### Assignment
Give an exact copy of every entry.

Segment Start: Task inputs

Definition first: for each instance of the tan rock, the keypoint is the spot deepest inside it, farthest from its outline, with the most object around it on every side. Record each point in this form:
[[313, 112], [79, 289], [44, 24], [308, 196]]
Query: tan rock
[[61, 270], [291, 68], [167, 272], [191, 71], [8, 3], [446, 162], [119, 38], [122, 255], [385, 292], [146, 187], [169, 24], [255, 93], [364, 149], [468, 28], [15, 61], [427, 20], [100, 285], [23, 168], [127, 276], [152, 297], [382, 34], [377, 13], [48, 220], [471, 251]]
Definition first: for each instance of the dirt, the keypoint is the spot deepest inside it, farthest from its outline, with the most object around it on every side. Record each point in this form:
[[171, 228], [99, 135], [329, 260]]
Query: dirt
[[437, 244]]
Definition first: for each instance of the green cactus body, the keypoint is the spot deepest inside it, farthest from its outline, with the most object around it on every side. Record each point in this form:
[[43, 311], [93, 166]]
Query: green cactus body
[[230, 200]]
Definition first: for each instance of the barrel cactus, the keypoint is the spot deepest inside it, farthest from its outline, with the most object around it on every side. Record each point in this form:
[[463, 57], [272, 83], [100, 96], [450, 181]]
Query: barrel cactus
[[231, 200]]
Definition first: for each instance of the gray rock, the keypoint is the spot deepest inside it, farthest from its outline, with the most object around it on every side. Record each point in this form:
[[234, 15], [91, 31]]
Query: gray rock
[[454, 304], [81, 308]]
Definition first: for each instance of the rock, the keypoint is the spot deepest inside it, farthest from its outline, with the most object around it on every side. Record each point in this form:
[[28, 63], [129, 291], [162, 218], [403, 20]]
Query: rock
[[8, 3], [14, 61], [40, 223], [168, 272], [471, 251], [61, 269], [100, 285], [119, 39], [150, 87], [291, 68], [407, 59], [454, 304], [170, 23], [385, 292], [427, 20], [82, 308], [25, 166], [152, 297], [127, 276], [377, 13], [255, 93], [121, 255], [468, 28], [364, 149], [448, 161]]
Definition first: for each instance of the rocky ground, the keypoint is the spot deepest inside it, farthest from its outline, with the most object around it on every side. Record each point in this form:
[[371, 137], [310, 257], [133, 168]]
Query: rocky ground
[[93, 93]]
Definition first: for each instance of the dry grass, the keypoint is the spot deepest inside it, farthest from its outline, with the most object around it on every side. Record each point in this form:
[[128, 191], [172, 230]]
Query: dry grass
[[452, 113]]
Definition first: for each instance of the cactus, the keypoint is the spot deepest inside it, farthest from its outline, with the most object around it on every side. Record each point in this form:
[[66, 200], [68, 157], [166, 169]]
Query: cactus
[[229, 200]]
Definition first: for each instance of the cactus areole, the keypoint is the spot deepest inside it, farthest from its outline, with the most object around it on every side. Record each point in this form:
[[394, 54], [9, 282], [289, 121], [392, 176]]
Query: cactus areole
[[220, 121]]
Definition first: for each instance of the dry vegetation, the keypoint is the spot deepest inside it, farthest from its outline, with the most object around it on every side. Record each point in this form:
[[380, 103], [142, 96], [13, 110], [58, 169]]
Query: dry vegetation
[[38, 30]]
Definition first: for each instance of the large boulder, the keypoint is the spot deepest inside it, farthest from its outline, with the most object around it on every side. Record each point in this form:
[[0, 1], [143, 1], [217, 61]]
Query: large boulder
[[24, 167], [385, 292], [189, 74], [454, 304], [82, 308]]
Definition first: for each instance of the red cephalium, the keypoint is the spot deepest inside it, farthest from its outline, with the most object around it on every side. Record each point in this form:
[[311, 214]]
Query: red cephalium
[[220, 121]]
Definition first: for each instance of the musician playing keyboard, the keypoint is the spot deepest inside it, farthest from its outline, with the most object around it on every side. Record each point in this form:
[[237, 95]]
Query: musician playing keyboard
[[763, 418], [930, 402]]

Segment End: Task inputs

### Written response
Definition first: for each instance of the tan rock, the keypoint is the spot deepest inside it, farthest from its outline, with the most object around it on every side. Record each point in this form:
[[313, 112], [79, 289], [44, 24], [308, 196]]
Query: tan rock
[[61, 270], [291, 68], [167, 272], [191, 71], [8, 3], [446, 162], [119, 38], [122, 255], [385, 292], [146, 187], [169, 24], [255, 93], [364, 149], [468, 28], [15, 61], [427, 20], [100, 285], [23, 168], [127, 276], [152, 297], [382, 34], [377, 13], [48, 220], [471, 251]]
Definition first: for each instance of the dirt, the keypoint is the spot deepest inside it, farthest from its outline, with the most object around it on every side. Record each point in this form:
[[171, 228], [99, 135], [329, 260]]
Query: dirt
[[437, 244]]
Definition first: for each instance of the green cactus body, the keypoint is the spot deepest inside it, farthest from its outline, with the most object around it on every side. Record each point in this form:
[[43, 311], [93, 166]]
Query: green cactus body
[[230, 200]]
Definition first: for each instance of the barrel cactus, the keypoint is the spot deepest inside it, farthest from its outline, with the most object around it on every side. Record each point in this form:
[[463, 57], [272, 83], [100, 96], [450, 181]]
Query: barrel cactus
[[231, 200]]
Definition first: for each instance of the gray rock, the keypoint is the spot deepest inside it, farthest from its outline, with the most object around it on every side. Record each point in this form:
[[234, 15], [91, 31]]
Query: gray rock
[[454, 304], [81, 308]]
Definition first: for each instance of the rock, the keypoint is the spot deepest inside it, farthest from its outline, with the most object around it on every side. Record each point in this form:
[[28, 63], [129, 291], [162, 218], [403, 20]]
Query: rock
[[8, 3], [14, 61], [40, 223], [168, 272], [471, 251], [61, 269], [100, 285], [119, 39], [150, 87], [291, 68], [407, 59], [454, 304], [170, 23], [385, 292], [427, 20], [82, 308], [25, 166], [152, 297], [127, 276], [377, 13], [255, 93], [121, 255], [468, 28], [364, 149], [448, 161]]
Definition first: for each instance of the rocky ground, the keypoint is the spot deepest inside it, farthest from its outline, with the most object around it on every side. Record each point in this form:
[[371, 137], [310, 257], [133, 168]]
Query: rocky ground
[[93, 93]]
Definition first: for each instance of the dry grass, the keypoint is the spot deepest inside it, farthest from its outline, with the most object around it on every side. Record each point in this form:
[[128, 191], [172, 230]]
Query: dry grass
[[452, 113]]
Definition first: for each instance of the cactus, the keypoint is the spot deepest inside it, farthest from its outline, with the most object around it on every side. Record each point in this form:
[[66, 200], [68, 157], [166, 169]]
Query: cactus
[[229, 200]]
Definition first: for each instance of the cactus areole, the keypoint is the spot deepest inside it, farthest from its outline, with the most object around it on every side. Record each point in this form:
[[394, 54], [9, 282], [289, 121], [392, 176]]
Query: cactus areole
[[220, 121]]
Definition first: for each instance of the dry vegetation, the keypoint is the spot deepest inside it, farthest from its outline, with the most object around it on every side. Record each point in this form:
[[380, 103], [142, 96], [13, 110], [58, 169]]
Query: dry vegetation
[[38, 30]]
Definition first: for each instance of the large boulder, the keypoint is the spot deepest inside it, farthest from its outline, with the most object around it on every side. Record each point in this form:
[[0, 1], [143, 1], [217, 61]]
Query: large boulder
[[24, 167], [385, 292], [189, 74], [454, 304], [82, 308]]
Definition first: for each instance of the red cephalium, the keypoint is the spot deepest inside it, farthest from its outline, with the most object around it on every side. Record each point in this form:
[[311, 214]]
Query: red cephalium
[[220, 121]]
Definition first: for each instance of the musician playing keyboard, the keypoint is the spot deepest inside it, farthest from its outline, with the most object around it on every side. Record each point in this form:
[[237, 95]]
Query: musician playing keyboard
[[763, 418], [930, 402]]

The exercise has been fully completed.